*Data rows*:
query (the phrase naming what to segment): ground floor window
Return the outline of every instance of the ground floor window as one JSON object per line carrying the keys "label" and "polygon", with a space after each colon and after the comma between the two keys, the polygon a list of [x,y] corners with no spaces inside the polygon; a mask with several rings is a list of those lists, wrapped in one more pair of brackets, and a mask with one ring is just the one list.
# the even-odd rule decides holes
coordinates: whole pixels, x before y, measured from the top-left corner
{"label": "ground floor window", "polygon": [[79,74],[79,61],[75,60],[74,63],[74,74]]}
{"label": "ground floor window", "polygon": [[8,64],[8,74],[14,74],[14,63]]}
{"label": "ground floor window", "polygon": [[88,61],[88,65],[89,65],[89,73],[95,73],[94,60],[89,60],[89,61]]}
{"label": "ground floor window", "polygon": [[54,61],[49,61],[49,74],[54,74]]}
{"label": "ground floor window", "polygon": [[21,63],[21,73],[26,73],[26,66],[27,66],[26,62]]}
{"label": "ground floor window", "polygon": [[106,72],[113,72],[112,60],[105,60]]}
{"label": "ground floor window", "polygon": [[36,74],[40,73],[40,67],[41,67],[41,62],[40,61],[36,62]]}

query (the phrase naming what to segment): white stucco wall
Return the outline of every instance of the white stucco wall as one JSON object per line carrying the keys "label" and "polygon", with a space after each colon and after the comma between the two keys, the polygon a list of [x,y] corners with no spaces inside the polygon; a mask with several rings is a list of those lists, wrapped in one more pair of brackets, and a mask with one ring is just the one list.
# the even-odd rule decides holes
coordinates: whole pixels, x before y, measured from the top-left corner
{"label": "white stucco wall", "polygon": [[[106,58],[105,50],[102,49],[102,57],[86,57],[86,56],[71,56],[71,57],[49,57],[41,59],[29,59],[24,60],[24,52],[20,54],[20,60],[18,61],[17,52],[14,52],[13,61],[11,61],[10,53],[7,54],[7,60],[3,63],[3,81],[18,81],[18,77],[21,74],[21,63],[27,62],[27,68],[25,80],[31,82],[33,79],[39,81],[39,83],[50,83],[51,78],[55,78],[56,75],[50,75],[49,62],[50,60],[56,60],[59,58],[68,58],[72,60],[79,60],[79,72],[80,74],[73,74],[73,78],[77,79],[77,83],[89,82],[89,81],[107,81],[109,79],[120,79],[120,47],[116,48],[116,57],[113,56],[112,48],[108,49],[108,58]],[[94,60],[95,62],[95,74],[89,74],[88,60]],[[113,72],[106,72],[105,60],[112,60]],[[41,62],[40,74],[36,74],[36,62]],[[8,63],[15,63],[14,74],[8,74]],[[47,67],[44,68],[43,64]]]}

*Exercise*:
Rewrite the stretch from the line containing "query (the phrase naming what to segment): white" through the end of the data, changing "outline" to "contour" and keeping everything else the same.

*Reply*:
query (the phrase naming what to segment): white stucco wall
Return the contour of every instance of the white stucco wall as one JSON object per line carrying the keys "label" and "polygon", with a space after each colon and after the comma between the two keys, the polygon a list of [x,y] corners with no spaces inside the polygon; a mask with several rings is a list of those lists, wrapped in one more pair of brackets, and a mask with one ring is just the one list.
# the even-odd rule decides holes
coordinates: whole pixels, x before y, measured from the top-left corner
{"label": "white stucco wall", "polygon": [[[106,58],[105,50],[102,49],[102,57],[86,57],[86,56],[71,56],[71,57],[49,57],[41,59],[29,59],[24,60],[24,52],[20,54],[20,60],[18,61],[17,52],[14,52],[13,61],[11,61],[10,53],[7,54],[7,60],[3,63],[3,81],[18,81],[18,77],[21,74],[21,63],[27,62],[27,68],[25,80],[31,82],[33,79],[39,81],[39,83],[50,83],[51,78],[55,78],[56,75],[50,75],[49,62],[50,60],[56,60],[59,58],[68,58],[72,60],[79,60],[79,72],[80,74],[73,74],[73,78],[77,79],[77,83],[89,82],[89,81],[107,81],[109,79],[120,79],[120,47],[116,48],[116,57],[113,56],[112,48],[108,49],[108,58]],[[94,60],[95,62],[95,74],[89,74],[88,60]],[[113,72],[106,72],[105,60],[112,60]],[[41,62],[40,74],[36,74],[36,62]],[[8,63],[15,63],[14,74],[8,74]],[[47,67],[44,68],[43,64]]]}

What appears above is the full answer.